= The task =
Write the next part of the passage on atherosclerosis and blood stem-cell mutations, picking up after its final sentence.

= Passage =
------------------------------------

Atherosclerosis is a condition often associated with age that involves a narrowing of the lumen of the arteries usually associated with age (see image below). This condition often leads to coronary heart disease. Traditionally there are a number of risk factors that are generally associated with this syndrome – high blood pressure (hypertension), high cholesterol, heredity, life style, diet etc. However, a significant percentage of those individuals that show evidence of atherosclerosis have no known risk factors. Research done by Dr. Siddhartha Jaiswal and his colleagues that has been published in the New England Journal of Medicine (July, 2017) sheds significant light on the possible etiology of this perplexing reality.
Within the bone marrow, reside stem cells that are so-called, pluripotent cells; they are responsible for the production of the body’s complement of immune-competent cells such as red blood cells, white blood cells including lymphocytes, neutrophils etc. It has been well documented that over the lifetime of the individual these stem cell undergo mutations that can lead to blood – hematopoietic – cancers such as leukemia.
According to Jaiswal, “Clonal hematopoiesis of indeterminate potential (CHIP), which is defined as the presence of an expanded somatic blood-cell clone in persons without other hematologic abnormalities, is common among older persons and is associated with an increased risk of hematologic cancer.”

------------------------------------

= The data =
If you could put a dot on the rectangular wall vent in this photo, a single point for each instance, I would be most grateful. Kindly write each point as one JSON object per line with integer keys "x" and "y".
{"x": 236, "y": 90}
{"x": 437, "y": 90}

------------------------------------

= Output below =
Jaiswal and his associates now have evidence that CHIP may be the underlying cause of atherosclerotic cardiovascular disease of no known etiology. The results of their studies indicate that the presence of CHIP in the cell population of circulating blood was associated with a near doubling of the incidence of atherosclerotic cardiovascular disease. Furthermore, the common mutations that were present in CHIP were found to be in the genes DNMT3A, TET2 AND ASXL1. These genetic mutations have also been shown to be associated myelodysplastic syndrome (MDS) and acute myeloid leukemia (AML). These clones seem to be more prevalent with age – more that 10% of persons older than 70 years carry such a mutation.
This finding is significant in that it shed further light upon the etiology of atherosclerosis.